*Metin Bloğu*.

%%

Emsalin kamulaştırılan taşınmazla aynı konumda ve taşınmaza yakın mesafede bulunması, aynı nitelik ve özellikleri taşıması, benzer yüzölçümünde olması veya kamulaştırmaya yakın günlerde satılması zorunlu değildir. Aynı özellik ve nitelikleri taşıyan başka yerlerde bulunan ve kamulaştırma gününden önce satılan taşınmazlar da emsal alınabilir. Bu emsalin satış fiyatına Türkiye İstatistik Kurumu üretici fiyat endeksi uygulanmak suretiyle değerlendirme tarihinde oluşan fiyatları bulunduktan sonra dava konusu taşınmazla karşılaştırılıp incelenerek aradaki farklılıklar gösterilip üstün ve eksik yönleri açıklanmalı, bu nitelik ve farklılıkların taşınmazın değerine olan etkilerinin ne olduğu belirtilmeli ve bu suretle yapılacak karşılaştırma ile dava konusu taşınmazın değeri tespit edilmelidir.
Emsal kayıtlar tapu müdürlüğünden getirtildikten sonra bunun imar parseli olup olmadığı da sorulup saptanmalıdır. İncelenen emsal imar parseli olup da dava konusu taşınmazın bu nitelikte olmaması halinde, dava konusu taşınmazın yapılacak karşılaştırmadan sonra bulunacak değerinden, İmar Yasası'nın 18.maddesinin 2. fıkrası gözetilerek, düzenleme ortaklık payına tekabül edecek oranda indirim yapılması gerektiği de dikkate alınmalıdır.

%%

*Tamamlanacak Görevler*.
• 1. Lütfen kamulaştırma metninde "Emsal kayıtlar tapu" ile "de dikkate alınmalıdır." arasındaki bölümü, bu ifadeler de dahil olmak üzere, birebir aktarın.
• 2. Kamulaştırma metnine göre, değerlendirme tarihindeki fiyatı bulmak için emsalin satış fiyatına hangi endeks uygulanır?

*Sağlanan Veriler*.
%%

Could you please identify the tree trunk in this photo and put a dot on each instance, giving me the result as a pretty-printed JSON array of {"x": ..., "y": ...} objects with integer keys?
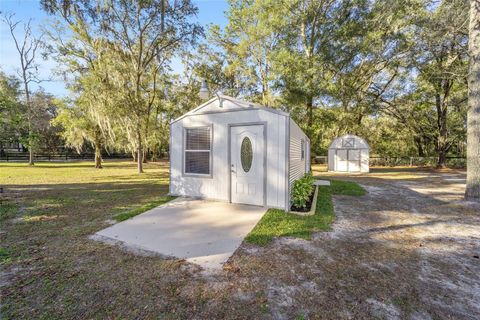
[
  {"x": 30, "y": 154},
  {"x": 30, "y": 120},
  {"x": 419, "y": 145},
  {"x": 310, "y": 112},
  {"x": 145, "y": 155},
  {"x": 472, "y": 191},
  {"x": 442, "y": 145}
]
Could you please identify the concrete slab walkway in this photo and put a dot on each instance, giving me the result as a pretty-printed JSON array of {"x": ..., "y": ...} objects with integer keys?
[{"x": 200, "y": 231}]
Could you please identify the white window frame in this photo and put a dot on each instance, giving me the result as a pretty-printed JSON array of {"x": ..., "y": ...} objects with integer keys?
[{"x": 184, "y": 150}]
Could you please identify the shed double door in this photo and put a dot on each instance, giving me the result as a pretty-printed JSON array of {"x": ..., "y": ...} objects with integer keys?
[
  {"x": 347, "y": 160},
  {"x": 247, "y": 164}
]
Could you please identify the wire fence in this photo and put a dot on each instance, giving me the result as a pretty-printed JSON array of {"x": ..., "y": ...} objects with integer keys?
[
  {"x": 451, "y": 162},
  {"x": 24, "y": 156}
]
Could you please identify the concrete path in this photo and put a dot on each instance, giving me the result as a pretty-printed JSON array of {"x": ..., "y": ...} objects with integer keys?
[{"x": 200, "y": 231}]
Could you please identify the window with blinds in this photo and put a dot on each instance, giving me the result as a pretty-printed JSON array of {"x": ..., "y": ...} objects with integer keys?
[
  {"x": 302, "y": 149},
  {"x": 197, "y": 150}
]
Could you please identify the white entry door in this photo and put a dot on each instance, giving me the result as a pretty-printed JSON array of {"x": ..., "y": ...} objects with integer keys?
[
  {"x": 354, "y": 160},
  {"x": 247, "y": 156},
  {"x": 341, "y": 160}
]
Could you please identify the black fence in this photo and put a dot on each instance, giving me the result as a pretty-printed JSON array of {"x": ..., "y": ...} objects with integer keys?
[{"x": 24, "y": 156}]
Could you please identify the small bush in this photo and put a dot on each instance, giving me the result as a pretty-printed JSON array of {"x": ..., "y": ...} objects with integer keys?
[{"x": 302, "y": 190}]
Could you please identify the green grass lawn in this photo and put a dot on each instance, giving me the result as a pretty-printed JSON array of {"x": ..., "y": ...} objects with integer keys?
[
  {"x": 47, "y": 213},
  {"x": 278, "y": 223}
]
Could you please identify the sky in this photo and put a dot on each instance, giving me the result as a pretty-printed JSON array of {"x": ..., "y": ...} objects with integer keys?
[{"x": 209, "y": 12}]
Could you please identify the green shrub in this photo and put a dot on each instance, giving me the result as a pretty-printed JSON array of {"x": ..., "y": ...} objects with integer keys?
[{"x": 302, "y": 190}]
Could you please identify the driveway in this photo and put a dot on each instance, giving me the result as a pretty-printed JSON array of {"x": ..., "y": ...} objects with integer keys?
[
  {"x": 203, "y": 232},
  {"x": 408, "y": 249}
]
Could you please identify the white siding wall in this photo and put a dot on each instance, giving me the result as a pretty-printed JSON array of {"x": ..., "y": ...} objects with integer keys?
[
  {"x": 218, "y": 186},
  {"x": 360, "y": 145},
  {"x": 297, "y": 166}
]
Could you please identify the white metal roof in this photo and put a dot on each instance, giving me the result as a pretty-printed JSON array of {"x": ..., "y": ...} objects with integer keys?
[
  {"x": 349, "y": 141},
  {"x": 241, "y": 104}
]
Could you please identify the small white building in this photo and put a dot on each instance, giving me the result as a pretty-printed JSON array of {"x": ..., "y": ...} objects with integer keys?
[
  {"x": 236, "y": 151},
  {"x": 348, "y": 153}
]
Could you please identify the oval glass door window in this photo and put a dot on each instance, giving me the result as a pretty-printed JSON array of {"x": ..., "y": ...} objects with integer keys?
[{"x": 246, "y": 154}]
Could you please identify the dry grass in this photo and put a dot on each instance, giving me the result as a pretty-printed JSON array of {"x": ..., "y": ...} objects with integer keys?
[{"x": 405, "y": 250}]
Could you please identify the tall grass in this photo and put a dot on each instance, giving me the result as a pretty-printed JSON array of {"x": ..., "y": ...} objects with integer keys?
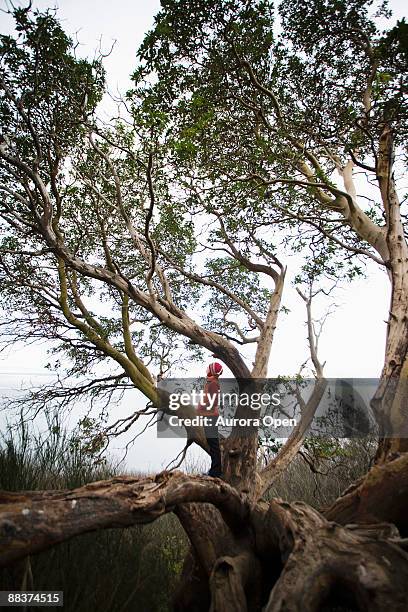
[
  {"x": 117, "y": 570},
  {"x": 137, "y": 568}
]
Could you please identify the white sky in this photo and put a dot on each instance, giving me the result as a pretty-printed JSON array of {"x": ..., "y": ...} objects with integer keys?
[{"x": 353, "y": 341}]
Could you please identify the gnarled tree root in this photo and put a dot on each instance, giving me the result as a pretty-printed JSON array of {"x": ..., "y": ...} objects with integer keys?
[{"x": 245, "y": 556}]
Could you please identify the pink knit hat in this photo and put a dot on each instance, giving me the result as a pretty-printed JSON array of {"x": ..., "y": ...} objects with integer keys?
[{"x": 214, "y": 369}]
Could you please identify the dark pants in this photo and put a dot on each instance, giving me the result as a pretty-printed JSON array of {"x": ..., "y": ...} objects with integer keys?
[{"x": 211, "y": 433}]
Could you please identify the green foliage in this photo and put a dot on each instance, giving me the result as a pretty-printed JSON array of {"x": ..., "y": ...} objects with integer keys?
[{"x": 113, "y": 570}]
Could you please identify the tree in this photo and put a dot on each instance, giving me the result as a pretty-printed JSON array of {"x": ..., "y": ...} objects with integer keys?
[
  {"x": 113, "y": 215},
  {"x": 287, "y": 117}
]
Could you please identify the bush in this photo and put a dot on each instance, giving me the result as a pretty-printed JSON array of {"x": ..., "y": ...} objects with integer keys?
[{"x": 116, "y": 570}]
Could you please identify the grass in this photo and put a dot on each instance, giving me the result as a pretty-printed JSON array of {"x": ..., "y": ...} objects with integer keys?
[
  {"x": 122, "y": 570},
  {"x": 116, "y": 570}
]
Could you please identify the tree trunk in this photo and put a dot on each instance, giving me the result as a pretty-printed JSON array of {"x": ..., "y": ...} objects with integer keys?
[
  {"x": 390, "y": 402},
  {"x": 245, "y": 555}
]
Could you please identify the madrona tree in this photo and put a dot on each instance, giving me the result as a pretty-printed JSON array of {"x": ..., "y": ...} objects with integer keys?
[
  {"x": 110, "y": 236},
  {"x": 307, "y": 119}
]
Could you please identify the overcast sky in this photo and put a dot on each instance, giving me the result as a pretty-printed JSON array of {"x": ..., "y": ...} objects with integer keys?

%%

*Yazılı Yanıtlar*.
• 1.
Emsal kayıtlar tapu müdürlüğünden getirtildikten sonra bunun imar parseli olup olmadığı da sorulup saptanmalıdır. İncelenen emsal imar parseli olup da dava konusu taşınmazın bu nitelikte olmaması halinde, dava konusu taşınmazın yapılacak karşılaştırmadan sonra bulunacak değerinden, İmar Yasası'nın 18.maddesinin 2. fıkrası gözetilerek, düzenleme ortaklık payına tekabül edecek oranda indirim yapılması gerektiği de dikkate alınmalıdır.

• 2. Türkiye İstatistik Kurumu üretici fiyat endeksi.